Coordinate labeling records
______________________________

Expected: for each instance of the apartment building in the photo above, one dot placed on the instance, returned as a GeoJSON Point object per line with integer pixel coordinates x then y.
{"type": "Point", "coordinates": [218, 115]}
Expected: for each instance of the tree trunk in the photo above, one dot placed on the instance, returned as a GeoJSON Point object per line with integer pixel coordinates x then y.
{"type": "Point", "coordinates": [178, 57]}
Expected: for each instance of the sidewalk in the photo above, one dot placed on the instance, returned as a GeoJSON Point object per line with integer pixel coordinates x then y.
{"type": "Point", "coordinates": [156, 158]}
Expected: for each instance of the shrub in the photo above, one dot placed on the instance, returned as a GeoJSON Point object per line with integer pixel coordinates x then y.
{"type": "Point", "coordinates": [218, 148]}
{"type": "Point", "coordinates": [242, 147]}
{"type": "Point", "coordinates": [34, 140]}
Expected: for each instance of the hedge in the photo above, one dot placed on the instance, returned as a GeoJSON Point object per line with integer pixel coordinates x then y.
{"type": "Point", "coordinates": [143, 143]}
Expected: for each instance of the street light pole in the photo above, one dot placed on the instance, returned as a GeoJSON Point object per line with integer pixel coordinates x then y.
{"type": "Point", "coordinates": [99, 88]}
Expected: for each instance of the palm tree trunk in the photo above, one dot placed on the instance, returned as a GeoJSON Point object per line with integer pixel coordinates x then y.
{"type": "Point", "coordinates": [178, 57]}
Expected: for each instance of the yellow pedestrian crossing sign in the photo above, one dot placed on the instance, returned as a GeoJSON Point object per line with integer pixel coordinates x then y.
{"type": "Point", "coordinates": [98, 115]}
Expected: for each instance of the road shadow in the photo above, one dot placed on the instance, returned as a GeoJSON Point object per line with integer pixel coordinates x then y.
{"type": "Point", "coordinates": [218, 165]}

______________________________

• Exercise details: Lay out the records above as a two-column CSV with the header request,answer and one row per request. Put each request's text and its answer in a single quoted field, turning any line breaks into spaces.

• Written solution:
request,answer
"Expected: for each instance of the apartment building in the photo above, one dot placed on the instance, returned as a GeoJSON Point object per line with integer pixel coordinates x then y.","{""type"": ""Point"", ""coordinates"": [218, 115]}"
"Expected: for each instance of the tree trunk in the photo above, one dot placed on the instance, returned as a GeoJSON Point object per line with integer pixel coordinates x then y.","{""type"": ""Point"", ""coordinates"": [178, 57]}"
"Expected: for each instance of the sidewalk in the photo above, one dot placed on the instance, returned as a GeoJSON Point object per line with integer pixel coordinates x then y.","{""type"": ""Point"", ""coordinates"": [156, 158]}"
"Expected: for each instance of the shrub in the photo above, one dot placed on the instance, returned as a GeoJSON Point object per line with integer pixel coordinates x then y.","{""type"": ""Point"", ""coordinates"": [218, 148]} {""type"": ""Point"", ""coordinates"": [242, 147]} {""type"": ""Point"", ""coordinates"": [34, 140]}"
"Expected: for each instance of the hedge in the photo above, one dot placed on the instance, returned as a GeoJSON Point object per line with integer pixel coordinates x then y.","{""type"": ""Point"", ""coordinates"": [143, 143]}"
"Expected: for each instance of the street light pole in the photo above, one dot placed on the instance, returned as a GeoJSON Point object per line with integer pixel coordinates x then y.","{""type"": ""Point"", ""coordinates"": [99, 88]}"
"Expected: for each instance of the palm tree trunk in the photo above, one dot placed on the instance, returned as a GeoJSON Point object per line with integer pixel coordinates x then y.","{""type"": ""Point"", ""coordinates"": [178, 57]}"
"Expected: for each instance of the yellow pedestrian crossing sign in the photo above, one dot placed on the instance, returned as a GeoJSON Point object per line with integer pixel coordinates x then y.","{""type"": ""Point"", ""coordinates"": [98, 115]}"
"Expected: for each instance of the road shadow in the photo above, one dot placed on the instance, returned as a GeoJSON Point object per line with integer pixel coordinates x then y.","{""type"": ""Point"", ""coordinates"": [218, 165]}"